EXTRAIT CHOISI -
----
L'enlèvement d'une nouveau-née à Trois-Rivières, puis les retrouvailles avec ses parents, a ému tout le Québec. Notre équipe a rencontré une amie de la suspecte qui donne sa version des faits. Retour sur une soirée qui a fait vibrer les réseaux sociaux.

Pendant que le Québec entier cherchait la nouveau-née enlevée lundi au Centre hospitalier régional de Trois-Rivières, la suspecte, Valérie Poulin Collins, était au Walmart avec la petite victime, a appris La Presse. Elle achetait des couches avec une amie qui ignorait tout de ce qui venait de se passer, selon le récit de cette dernière.
----
DONNÉES FOURNIES -
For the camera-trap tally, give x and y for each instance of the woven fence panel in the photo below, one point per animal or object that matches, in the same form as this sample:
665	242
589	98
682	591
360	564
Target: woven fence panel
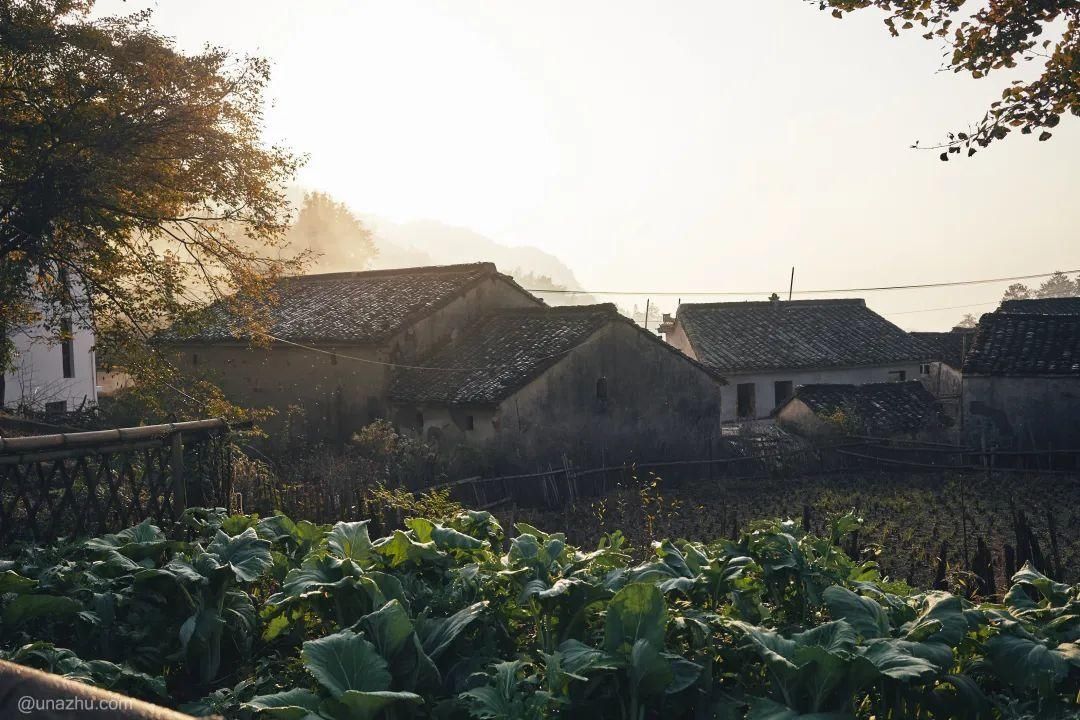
97	489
----
CONSIGNES -
**a)** Relevez, s'il vous plaît, tous les lieux nommés dans l'extrait sur l'enlèvement de Trois-Rivières.
**b)** Résumez en deux phrases l'extrait sur l'enlèvement de Trois-Rivières.
**c)** Prolongez l'extrait sur l'enlèvement de Trois-Rivières à partir de sa dernière phrase.

RÉPONSES -
**a)** Trois-Rivières, le Québec, le Centre hospitalier régional de Trois-Rivières, le Walmart

**b)** Une nouveau-née a été enlevée lundi au Centre hospitalier régional de Trois-Rivières, puis a retrouvé ses parents, une affaire qui a ému tout le Québec. Selon une amie de la suspecte, Valérie Poulin Collins, celle-ci achetait des couches avec elle au Walmart, en compagnie du bébé, pendant que le Québec entier le cherchait, et cette amie ignorait tout de ce qui venait de se passer.

**c)**
Rencontrée hier après-midi à son domicile de Trois-Rivières, Jolaine Licata était fébrile. La jeune femme de 19 ans se sentait coupable de ne pas avoir deviné plus tôt que l'histoire d'adoption que Valérie Poulin Collins lui avait racontée était invraisemblable. «Avoir su, j'aurais tout de suite appelé la police», a raconté la jeune femme, en regardant Jason, son fils de 9 mois, jouer au sol, rieur.

Il était environ 19h quand Valérie Poulin Collins, qui a fêté ses 21 ans samedi, a garé sa voiture devant le domicile de Jolaine Licata, rue Phil-Kimball. Jolaine fumait une cigarette sur le balcon avant avec son copain, raconte-t-elle.

Valérie Poulin Collins a décroché le siège d'auto à l'arrière et aurait présenté le poupon endormi à son amie. Elle lui aurait dit qu'elle venait tout juste de signer les papiers d'adoption pour l'enfant, né de parents âgés de 16 ans.

Valérie Poulin Collins aurait précisé qu'elle avait fait sa demande d'adoption il y a deux ans. C'était la première fois que Jolaine Licata entendait parler de ces démarches, mais elle savait que Valérie Poulin Collins, qu'elle connaissait mieux depuis quelques mois, voulait ardemment un enfant.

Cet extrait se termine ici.